## Do this
Print the rows unchanged, starting from the first one and ending with the line that contains "(1224, 619)", with both of those lines included.

## Records shown

========

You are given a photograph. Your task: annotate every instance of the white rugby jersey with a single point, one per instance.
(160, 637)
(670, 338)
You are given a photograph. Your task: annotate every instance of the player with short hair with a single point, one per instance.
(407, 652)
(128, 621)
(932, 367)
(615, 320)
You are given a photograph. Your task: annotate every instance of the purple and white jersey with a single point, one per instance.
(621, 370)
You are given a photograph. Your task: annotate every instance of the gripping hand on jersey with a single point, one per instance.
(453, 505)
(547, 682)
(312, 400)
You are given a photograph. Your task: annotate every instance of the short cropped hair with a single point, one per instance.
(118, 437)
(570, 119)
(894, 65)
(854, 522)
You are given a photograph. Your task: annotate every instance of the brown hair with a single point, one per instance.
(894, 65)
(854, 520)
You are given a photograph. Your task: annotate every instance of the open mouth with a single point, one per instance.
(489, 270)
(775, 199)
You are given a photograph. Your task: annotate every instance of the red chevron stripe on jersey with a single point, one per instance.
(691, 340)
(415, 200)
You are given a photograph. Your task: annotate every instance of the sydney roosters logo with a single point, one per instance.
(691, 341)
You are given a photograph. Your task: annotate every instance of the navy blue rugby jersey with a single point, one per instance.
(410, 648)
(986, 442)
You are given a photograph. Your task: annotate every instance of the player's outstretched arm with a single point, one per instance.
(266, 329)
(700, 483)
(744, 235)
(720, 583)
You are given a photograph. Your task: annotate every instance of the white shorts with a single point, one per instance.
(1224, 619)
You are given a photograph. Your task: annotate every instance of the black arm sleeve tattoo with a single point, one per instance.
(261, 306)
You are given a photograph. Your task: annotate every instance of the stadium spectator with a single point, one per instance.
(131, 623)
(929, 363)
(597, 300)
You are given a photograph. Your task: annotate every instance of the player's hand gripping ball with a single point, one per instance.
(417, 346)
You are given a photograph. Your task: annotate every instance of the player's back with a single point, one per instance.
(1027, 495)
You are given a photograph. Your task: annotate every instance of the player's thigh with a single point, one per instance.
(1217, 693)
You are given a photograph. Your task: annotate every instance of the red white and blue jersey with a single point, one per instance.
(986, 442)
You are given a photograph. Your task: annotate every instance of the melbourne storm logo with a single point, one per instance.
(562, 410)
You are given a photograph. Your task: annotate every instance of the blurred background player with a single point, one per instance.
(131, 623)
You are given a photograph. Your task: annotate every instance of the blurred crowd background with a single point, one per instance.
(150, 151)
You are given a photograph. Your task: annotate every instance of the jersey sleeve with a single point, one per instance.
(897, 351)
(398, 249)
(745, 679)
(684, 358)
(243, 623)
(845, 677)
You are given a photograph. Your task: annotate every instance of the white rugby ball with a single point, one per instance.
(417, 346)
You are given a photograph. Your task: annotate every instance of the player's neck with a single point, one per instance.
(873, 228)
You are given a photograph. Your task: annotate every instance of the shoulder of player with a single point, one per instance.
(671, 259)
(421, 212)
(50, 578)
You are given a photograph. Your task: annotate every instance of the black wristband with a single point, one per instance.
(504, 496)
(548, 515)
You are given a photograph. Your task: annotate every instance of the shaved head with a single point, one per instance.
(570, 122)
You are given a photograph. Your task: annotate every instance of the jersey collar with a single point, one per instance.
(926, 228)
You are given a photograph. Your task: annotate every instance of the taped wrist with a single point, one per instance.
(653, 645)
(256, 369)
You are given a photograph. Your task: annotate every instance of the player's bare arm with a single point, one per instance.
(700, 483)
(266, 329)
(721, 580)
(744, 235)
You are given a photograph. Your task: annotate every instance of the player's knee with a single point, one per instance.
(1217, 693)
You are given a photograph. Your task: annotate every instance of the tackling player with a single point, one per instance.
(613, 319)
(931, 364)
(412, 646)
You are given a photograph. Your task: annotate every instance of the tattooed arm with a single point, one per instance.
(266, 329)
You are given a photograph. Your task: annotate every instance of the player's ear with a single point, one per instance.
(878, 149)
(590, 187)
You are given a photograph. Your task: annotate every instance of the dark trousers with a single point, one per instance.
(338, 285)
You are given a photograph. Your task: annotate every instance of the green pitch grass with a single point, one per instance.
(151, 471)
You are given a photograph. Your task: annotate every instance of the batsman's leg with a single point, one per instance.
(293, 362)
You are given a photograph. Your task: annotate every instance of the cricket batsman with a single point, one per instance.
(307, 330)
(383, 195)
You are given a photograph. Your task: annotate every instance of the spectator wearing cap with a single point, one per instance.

========

## Solution below
You are given a photograph. Your task: annotate every instance of the white rugby jersey with a single point, one per instance.
(160, 637)
(670, 338)
You are given a photograph. Your task: annotate every instance of the player with short hair with a single point, one per instance.
(407, 652)
(128, 621)
(932, 367)
(615, 320)
You are given a photograph. Your task: annotate every instance of the purple and white jersey with a single point, one per instance.
(621, 370)
You are given a photograph. Your task: annotate every instance of the gripping hand on jersey with a single point, one per instance.
(453, 505)
(547, 682)
(312, 400)
You are given a photograph. Your task: annotate every instance of the short cropped hair with a single point, one per instance.
(118, 437)
(570, 119)
(894, 65)
(854, 522)
You are given a photograph. Your task: annotate every instance of the brown hair with a single point, one per instance.
(894, 65)
(854, 520)
You are given a photograph. Your task: annotate every instance of the open mouth with a single point, one per instance.
(489, 270)
(775, 199)
You are given a photograph. Your task: annotate every instance of the red chevron stripe on jersey with a single point, one per instance.
(691, 340)
(415, 200)
You are given a photograph. Your task: annotate every instance of the sydney roosters logo with a single point, one per instance.
(691, 341)
You are given a photograph. Your task: annotate every instance of the navy blue rugby jersey with a single point, one per instance.
(410, 648)
(986, 442)
You are given a photograph. Your task: annotate every instance of the player's outstretched arm with a single point, one per instance.
(266, 329)
(700, 483)
(744, 235)
(720, 583)
You are given a photograph. Your task: annotate every instance of the white shorts with a single point, one per instance.
(1224, 619)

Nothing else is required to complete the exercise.